» Source passage:
--------------------------------
Details
-
Task
-
Resolution: Duplicate
-
Major
-
7.1.4
Description
Issue
kv-engine pauses DCP backfills if mem_used is high. However Magma's BySeqIterator even in the paused state continues to consume buffer memory. This can cause kv-engine to never come out of such a pause and hang backfills forever.
Here's such a reproduction of this issue on cluster_run, 1GB bucket quota, 1024 DCP backfills, 1MB item sizes.
All backfills are paused due to "DCP backfilling task temporarily suspended because the current memory usage is too high".
secondary_mem_domain is 931MB. There's also 300MB of unaccounted memory.
We need to release the buffer memory in such situations so that kv-engine gets free memory to continue at least some backfills.
Background
BySeqIterator buffer memory consumption is due to holding of index, data blocks for multiple SSTables across multiple LSMTree levels.
For item sizes <= data block size, the memory used is fairly predictable:
5 levels/sstables * 3 index depth * 4KB block size = 60KB.
However if the item size is greater than data block size, then the memory usage is not predictable and is dominated by item size as shown in the reproduction above. For example taking 1MB item size:
4 non-LSD levels * 3 index depth * 4KB block size = 48KB.
2 index blocks * 4KB + 1 data block * 1MB = 1.008MB.
Total=1.056MB
Possible solutions
1) Destroy/recreate the iterator after every pause/unpause.
Pros: Easy to implement. Optimises memory usage in all cases irrespective of item size.
Cons: Reseek will incur read I/Os to reposition iterator across all levels.
2) For large items when a data block will only contain one item, release data block memory (BlockIterator in SSTableIterator) and give kv-engine a value copy.
Pros: No extra read I/Os incurred.
Cons: More code change required. Only handles the case where item sizes are large. What if the buffer memory usage is unacceptable even when item sizes <= data block size?
Issue | Resolution |
Disk backfills were hanging permanently due to high memory consumption when large documents were streamed over many DCP streams concurrently. | Memory for a document read by a DCP stream is now released before switching to another stream. |
--------------------------------
» Set problem 1: Rewrite the entries starting with the line with "In this exercise you will find the toy" and going on through the line with "[(309, 225), (483, 260)]", replacing "toy on bed" with "stuffed toy on bed" and leaving everything else unchanged.
The bug report and the entries after it come from unrelated sources.

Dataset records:
--------------------------------
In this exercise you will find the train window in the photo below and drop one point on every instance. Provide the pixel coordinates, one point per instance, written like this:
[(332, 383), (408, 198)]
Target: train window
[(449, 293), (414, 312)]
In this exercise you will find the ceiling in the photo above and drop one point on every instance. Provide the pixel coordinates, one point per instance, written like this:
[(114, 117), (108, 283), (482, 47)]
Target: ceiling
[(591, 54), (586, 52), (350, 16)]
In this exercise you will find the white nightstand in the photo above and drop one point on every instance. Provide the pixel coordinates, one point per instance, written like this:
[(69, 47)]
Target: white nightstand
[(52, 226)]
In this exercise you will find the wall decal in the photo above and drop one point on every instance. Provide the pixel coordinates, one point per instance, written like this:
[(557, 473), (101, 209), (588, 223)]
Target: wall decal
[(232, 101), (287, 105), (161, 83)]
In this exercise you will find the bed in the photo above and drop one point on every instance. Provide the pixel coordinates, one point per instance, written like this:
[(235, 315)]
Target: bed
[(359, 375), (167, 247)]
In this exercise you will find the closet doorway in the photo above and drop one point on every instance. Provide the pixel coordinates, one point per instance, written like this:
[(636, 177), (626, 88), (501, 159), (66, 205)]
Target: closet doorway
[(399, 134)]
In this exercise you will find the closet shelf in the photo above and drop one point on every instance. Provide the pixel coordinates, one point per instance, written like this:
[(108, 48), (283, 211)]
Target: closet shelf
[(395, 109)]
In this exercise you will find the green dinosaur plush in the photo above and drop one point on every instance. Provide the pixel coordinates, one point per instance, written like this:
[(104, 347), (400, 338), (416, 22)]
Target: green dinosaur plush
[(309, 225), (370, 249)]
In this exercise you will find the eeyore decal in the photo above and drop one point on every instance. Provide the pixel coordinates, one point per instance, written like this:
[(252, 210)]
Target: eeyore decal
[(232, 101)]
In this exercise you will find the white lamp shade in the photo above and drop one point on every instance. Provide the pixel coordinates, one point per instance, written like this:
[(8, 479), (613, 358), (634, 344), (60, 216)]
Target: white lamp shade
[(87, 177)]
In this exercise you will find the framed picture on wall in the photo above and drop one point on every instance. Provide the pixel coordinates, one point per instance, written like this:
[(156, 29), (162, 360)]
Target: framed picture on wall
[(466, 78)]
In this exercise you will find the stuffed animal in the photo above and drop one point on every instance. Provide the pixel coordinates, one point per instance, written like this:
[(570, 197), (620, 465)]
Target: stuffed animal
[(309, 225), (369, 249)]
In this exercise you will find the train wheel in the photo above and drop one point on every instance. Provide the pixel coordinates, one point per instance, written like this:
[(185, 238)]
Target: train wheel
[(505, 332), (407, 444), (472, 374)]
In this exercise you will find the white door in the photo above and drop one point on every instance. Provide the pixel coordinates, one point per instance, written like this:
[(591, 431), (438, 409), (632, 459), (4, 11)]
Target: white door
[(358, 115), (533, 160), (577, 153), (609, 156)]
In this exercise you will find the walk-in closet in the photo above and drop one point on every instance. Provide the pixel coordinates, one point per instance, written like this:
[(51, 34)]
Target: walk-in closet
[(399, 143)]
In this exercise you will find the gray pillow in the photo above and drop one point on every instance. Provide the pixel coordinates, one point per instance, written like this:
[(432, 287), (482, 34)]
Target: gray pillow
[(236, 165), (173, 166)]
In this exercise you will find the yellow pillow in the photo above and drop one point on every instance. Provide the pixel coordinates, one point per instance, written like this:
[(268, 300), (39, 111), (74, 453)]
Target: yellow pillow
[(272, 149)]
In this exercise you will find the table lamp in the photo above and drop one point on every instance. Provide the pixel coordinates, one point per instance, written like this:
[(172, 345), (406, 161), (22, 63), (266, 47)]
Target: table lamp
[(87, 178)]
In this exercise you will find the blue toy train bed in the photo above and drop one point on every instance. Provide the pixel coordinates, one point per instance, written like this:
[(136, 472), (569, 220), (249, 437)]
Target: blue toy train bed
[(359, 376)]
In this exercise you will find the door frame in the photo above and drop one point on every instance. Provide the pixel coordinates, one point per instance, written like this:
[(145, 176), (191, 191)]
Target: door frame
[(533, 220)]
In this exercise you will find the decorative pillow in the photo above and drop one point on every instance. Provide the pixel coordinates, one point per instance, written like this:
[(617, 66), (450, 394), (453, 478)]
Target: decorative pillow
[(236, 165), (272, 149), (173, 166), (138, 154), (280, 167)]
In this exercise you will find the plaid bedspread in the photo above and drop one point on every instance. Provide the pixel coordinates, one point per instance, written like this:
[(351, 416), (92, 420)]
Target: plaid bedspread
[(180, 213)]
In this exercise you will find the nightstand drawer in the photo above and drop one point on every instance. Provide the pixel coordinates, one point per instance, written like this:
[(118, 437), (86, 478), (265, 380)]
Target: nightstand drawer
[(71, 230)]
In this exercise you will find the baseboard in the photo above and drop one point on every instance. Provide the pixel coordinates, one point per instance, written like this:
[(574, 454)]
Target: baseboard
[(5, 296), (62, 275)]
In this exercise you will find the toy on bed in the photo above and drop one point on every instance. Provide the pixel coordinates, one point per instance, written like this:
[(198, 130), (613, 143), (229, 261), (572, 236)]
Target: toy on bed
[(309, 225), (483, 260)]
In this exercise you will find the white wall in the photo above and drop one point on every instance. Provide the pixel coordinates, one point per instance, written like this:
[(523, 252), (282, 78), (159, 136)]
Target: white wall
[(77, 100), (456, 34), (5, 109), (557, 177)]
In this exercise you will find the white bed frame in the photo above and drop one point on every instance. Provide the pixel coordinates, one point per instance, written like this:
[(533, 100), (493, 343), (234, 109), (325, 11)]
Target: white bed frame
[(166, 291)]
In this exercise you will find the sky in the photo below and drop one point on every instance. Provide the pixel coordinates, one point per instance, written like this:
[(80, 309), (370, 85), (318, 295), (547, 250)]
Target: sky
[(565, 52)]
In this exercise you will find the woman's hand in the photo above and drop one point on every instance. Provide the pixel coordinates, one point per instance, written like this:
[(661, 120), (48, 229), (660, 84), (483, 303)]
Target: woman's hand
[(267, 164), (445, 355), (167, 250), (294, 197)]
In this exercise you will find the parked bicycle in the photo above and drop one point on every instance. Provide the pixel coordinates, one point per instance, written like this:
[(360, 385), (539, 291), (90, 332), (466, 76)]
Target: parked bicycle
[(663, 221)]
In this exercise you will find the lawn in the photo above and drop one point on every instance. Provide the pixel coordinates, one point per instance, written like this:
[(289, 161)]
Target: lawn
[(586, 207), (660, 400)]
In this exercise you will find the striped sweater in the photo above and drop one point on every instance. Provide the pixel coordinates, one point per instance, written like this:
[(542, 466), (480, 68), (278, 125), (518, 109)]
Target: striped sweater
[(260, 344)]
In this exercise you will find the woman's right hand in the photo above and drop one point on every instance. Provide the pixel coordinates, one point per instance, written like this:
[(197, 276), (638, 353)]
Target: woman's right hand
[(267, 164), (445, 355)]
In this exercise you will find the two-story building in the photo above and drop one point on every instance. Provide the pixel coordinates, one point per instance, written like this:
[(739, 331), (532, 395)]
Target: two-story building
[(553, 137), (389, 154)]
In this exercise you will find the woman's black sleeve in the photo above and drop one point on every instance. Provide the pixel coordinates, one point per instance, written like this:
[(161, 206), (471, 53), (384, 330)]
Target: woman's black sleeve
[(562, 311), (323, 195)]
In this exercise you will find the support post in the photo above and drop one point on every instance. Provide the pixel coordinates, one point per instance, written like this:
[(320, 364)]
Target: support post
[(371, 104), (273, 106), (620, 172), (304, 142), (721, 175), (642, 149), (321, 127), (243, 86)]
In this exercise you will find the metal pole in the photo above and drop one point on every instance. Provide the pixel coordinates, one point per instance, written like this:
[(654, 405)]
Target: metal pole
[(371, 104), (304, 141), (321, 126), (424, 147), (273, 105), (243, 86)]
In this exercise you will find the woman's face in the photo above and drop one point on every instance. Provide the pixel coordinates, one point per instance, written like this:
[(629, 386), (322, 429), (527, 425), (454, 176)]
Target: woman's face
--------------------------------
» Set problem 2: Copy the bug report word for word, starting with "All backfills are" and going on through "of unaccounted memory.".

» Complete response 1:
In this exercise you will find the stuffed toy on bed in the photo above and drop one point on every instance. Provide the pixel coordinates, one point per instance, written like this:
[(198, 130), (613, 143), (229, 261), (572, 236)]
Target: stuffed toy on bed
[(309, 225), (483, 260)]

» Complete response 2:
All backfills are paused due to "DCP backfilling task temporarily suspended because the current memory usage is too high".
secondary_mem_domain is 931MB. There's also 300MB of unaccounted memory.